◆ Task prompt: Copy the records below word for word, including every line.

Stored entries
---*---

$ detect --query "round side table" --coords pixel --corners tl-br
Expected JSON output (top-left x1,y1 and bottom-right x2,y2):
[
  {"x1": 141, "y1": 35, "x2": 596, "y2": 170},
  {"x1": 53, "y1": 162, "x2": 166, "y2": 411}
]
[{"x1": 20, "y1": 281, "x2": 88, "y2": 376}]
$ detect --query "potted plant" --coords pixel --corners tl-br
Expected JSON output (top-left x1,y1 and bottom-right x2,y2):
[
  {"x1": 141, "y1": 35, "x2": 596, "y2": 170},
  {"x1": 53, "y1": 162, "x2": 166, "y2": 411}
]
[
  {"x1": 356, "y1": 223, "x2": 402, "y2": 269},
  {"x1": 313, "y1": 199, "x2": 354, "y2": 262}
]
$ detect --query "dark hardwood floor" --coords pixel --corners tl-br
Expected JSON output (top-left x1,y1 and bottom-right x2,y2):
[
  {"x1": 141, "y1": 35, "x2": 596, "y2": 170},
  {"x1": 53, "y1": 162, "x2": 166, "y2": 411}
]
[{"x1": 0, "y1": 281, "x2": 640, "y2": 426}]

---*---

◆ Output of the task:
$ detect --query "round side table" --coords pixel --corners tl-br
Expected JSON output (top-left x1,y1 and bottom-right x2,y2):
[
  {"x1": 141, "y1": 35, "x2": 596, "y2": 170},
  {"x1": 53, "y1": 162, "x2": 166, "y2": 411}
]
[{"x1": 20, "y1": 281, "x2": 88, "y2": 376}]
$ detect --query "potted plant" --coords pixel --corners tl-br
Expected JSON output (top-left x1,y1 and bottom-right x2,y2):
[
  {"x1": 141, "y1": 35, "x2": 596, "y2": 170},
  {"x1": 53, "y1": 162, "x2": 166, "y2": 411}
]
[
  {"x1": 356, "y1": 223, "x2": 402, "y2": 269},
  {"x1": 313, "y1": 199, "x2": 354, "y2": 262}
]
$ detect --query "dark hardwood floor" --coords pixel --corners tl-br
Expected JSON output (top-left x1,y1 and bottom-right x2,y2):
[
  {"x1": 141, "y1": 35, "x2": 596, "y2": 170},
  {"x1": 53, "y1": 162, "x2": 166, "y2": 411}
]
[{"x1": 0, "y1": 281, "x2": 640, "y2": 426}]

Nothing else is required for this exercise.